What the task asks: Omitting any pictures, transcribe the entries below exactly.

Data for the task:
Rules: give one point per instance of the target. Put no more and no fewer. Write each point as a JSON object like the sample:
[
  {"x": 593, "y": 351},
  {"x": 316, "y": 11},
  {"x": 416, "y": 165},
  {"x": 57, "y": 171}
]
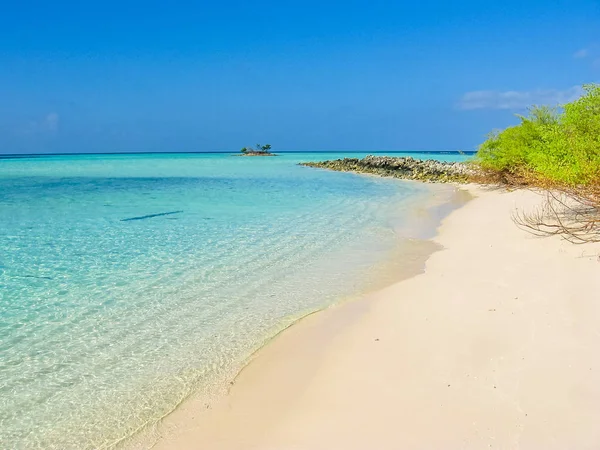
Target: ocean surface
[{"x": 129, "y": 282}]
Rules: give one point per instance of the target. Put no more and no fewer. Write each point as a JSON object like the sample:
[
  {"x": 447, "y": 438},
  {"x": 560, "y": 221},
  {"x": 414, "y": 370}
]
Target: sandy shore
[{"x": 496, "y": 345}]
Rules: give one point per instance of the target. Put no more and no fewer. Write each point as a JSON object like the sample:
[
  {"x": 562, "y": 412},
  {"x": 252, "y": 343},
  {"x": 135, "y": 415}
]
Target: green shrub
[{"x": 549, "y": 145}]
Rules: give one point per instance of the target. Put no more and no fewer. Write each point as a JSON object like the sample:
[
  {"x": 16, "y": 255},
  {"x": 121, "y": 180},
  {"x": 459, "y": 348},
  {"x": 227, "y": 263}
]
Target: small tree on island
[{"x": 259, "y": 149}]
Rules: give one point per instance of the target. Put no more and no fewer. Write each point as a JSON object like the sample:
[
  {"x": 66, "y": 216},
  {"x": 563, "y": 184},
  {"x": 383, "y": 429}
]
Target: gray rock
[{"x": 405, "y": 167}]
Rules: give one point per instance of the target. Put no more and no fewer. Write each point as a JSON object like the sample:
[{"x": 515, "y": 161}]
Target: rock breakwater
[{"x": 404, "y": 167}]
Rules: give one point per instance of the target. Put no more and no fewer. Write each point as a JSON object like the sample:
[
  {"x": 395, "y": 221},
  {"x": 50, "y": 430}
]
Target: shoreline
[
  {"x": 407, "y": 259},
  {"x": 324, "y": 382}
]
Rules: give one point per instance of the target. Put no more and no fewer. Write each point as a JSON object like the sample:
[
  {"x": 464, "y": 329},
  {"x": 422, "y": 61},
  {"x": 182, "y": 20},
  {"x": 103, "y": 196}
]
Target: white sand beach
[{"x": 495, "y": 345}]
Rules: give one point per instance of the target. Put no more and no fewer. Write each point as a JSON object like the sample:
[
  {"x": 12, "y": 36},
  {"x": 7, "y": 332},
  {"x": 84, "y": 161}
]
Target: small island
[{"x": 258, "y": 150}]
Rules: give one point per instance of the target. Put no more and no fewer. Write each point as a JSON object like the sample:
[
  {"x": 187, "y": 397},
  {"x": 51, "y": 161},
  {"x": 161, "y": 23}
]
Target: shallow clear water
[{"x": 106, "y": 324}]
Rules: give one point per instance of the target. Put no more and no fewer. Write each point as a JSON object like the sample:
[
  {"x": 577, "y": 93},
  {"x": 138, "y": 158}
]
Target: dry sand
[{"x": 496, "y": 345}]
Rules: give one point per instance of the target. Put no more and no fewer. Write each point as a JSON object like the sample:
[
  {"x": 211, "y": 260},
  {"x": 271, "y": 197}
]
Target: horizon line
[{"x": 25, "y": 155}]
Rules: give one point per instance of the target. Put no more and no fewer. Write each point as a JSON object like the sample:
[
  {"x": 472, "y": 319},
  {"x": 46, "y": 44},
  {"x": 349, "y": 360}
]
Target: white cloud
[{"x": 517, "y": 100}]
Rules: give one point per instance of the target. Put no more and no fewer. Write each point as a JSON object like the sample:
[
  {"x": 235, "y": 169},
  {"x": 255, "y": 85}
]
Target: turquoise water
[{"x": 127, "y": 282}]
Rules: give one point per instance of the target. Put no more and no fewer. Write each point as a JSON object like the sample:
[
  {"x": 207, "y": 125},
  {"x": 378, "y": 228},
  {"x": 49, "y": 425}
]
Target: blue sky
[{"x": 313, "y": 75}]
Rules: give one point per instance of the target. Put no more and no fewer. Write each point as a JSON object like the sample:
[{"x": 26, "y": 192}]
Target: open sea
[{"x": 130, "y": 282}]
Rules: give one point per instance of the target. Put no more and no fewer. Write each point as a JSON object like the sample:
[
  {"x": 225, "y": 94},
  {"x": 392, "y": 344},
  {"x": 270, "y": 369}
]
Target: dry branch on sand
[{"x": 572, "y": 213}]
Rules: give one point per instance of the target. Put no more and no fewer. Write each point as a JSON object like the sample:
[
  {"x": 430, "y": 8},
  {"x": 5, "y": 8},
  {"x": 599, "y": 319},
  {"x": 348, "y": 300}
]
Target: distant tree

Exercise output:
Rules: give one point per instance of the target. Put no more and no fewer. Write each point as a JSON object like the sample:
[
  {"x": 593, "y": 351},
  {"x": 316, "y": 11},
  {"x": 416, "y": 165},
  {"x": 57, "y": 171}
]
Target: ocean surface
[{"x": 129, "y": 282}]
Rules: give one point per instance of the target. Put no more and no fewer. Write each point as a JSON object like the sample:
[
  {"x": 447, "y": 438},
  {"x": 560, "y": 221},
  {"x": 414, "y": 370}
]
Target: sandy shore
[{"x": 496, "y": 345}]
Rules: give one point per instance of the target. Put no more and no fewer. Write each point as a JSON object like the sample:
[
  {"x": 562, "y": 412},
  {"x": 252, "y": 343},
  {"x": 135, "y": 415}
]
Target: green shrub
[{"x": 549, "y": 145}]
Rules: give one point per instance of the target. Put no more and no fewer. Write each point as a JSON object like the sample:
[
  {"x": 16, "y": 255},
  {"x": 121, "y": 180},
  {"x": 459, "y": 348},
  {"x": 227, "y": 263}
]
Target: small tree on island
[{"x": 259, "y": 149}]
Rules: give one point per instance of the target. Put no more and no fewer. Write each point as a JSON object like the sample:
[
  {"x": 66, "y": 216},
  {"x": 563, "y": 184},
  {"x": 383, "y": 429}
]
Target: gray rock
[{"x": 405, "y": 167}]
Rules: give one point per instance of the target. Put no more and no fewer. Write each point as a JSON object like the sample:
[{"x": 515, "y": 161}]
Target: rock breakwater
[{"x": 404, "y": 167}]
Rules: give one point per instance of the target. Put no more and no fewer. Write each point as a JSON object like the sample:
[
  {"x": 395, "y": 221},
  {"x": 50, "y": 430}
]
Target: shoreline
[
  {"x": 407, "y": 259},
  {"x": 324, "y": 382}
]
Rules: give one point per instance of the target. Put no more and no fewer. Write each point as a JSON object like the sample:
[
  {"x": 464, "y": 329},
  {"x": 422, "y": 61},
  {"x": 182, "y": 20},
  {"x": 103, "y": 196}
]
Target: white sand beach
[{"x": 495, "y": 345}]
Rules: give one point per instance of the target. Put no more and no fewer. Write each point as a JSON object like the sample:
[
  {"x": 12, "y": 36},
  {"x": 7, "y": 332},
  {"x": 84, "y": 161}
]
Target: small island
[{"x": 258, "y": 150}]
Rules: give one point per instance of the target. Put no more and no fewer. Write each point as a JSON object like the sample:
[
  {"x": 187, "y": 397},
  {"x": 51, "y": 161},
  {"x": 161, "y": 23}
]
Target: shallow clear water
[{"x": 106, "y": 324}]
Rules: give one point per instance of the target. Put no more and no fewer. Write each point as a JSON object like the sample:
[
  {"x": 577, "y": 93},
  {"x": 138, "y": 158}
]
Target: dry sand
[{"x": 496, "y": 345}]
Rules: give one point per instance of the target. Put no more and no fewer. Write each point as a JSON object like the sample:
[
  {"x": 211, "y": 260},
  {"x": 271, "y": 197}
]
Target: horizon line
[{"x": 25, "y": 155}]
Rules: give one point per instance of the target. Put no more and no fewer. Write each point as a JSON object like the sample:
[
  {"x": 472, "y": 319},
  {"x": 46, "y": 44},
  {"x": 349, "y": 360}
]
Target: white cloud
[{"x": 517, "y": 100}]
Rules: give one point per instance of the target. Put no more and no fewer. Write each point as a JSON object like the sample:
[
  {"x": 235, "y": 169},
  {"x": 255, "y": 85}
]
Target: turquoise water
[{"x": 127, "y": 282}]
Rules: give one point per instance of the target. Put no more and no fewer. Write each point as a JSON object like the sample:
[
  {"x": 207, "y": 125},
  {"x": 378, "y": 228},
  {"x": 49, "y": 425}
]
Target: blue sky
[{"x": 313, "y": 75}]
Rules: give one point per instance of the target. Put no more and no fewer. Write each point as a JSON object like the sample:
[{"x": 26, "y": 192}]
Target: open sea
[{"x": 130, "y": 282}]
Rules: give one point per instance of the target. Put no more and no fewer. Write each point as a JSON object like the sample:
[
  {"x": 225, "y": 94},
  {"x": 392, "y": 344},
  {"x": 270, "y": 369}
]
Target: dry branch on sand
[{"x": 572, "y": 213}]
Rules: give one point per instance of the target. Put no more and no fewer. Write each point as a JSON object like the sample:
[
  {"x": 430, "y": 8},
  {"x": 5, "y": 8},
  {"x": 599, "y": 319},
  {"x": 348, "y": 300}
]
Target: distant tree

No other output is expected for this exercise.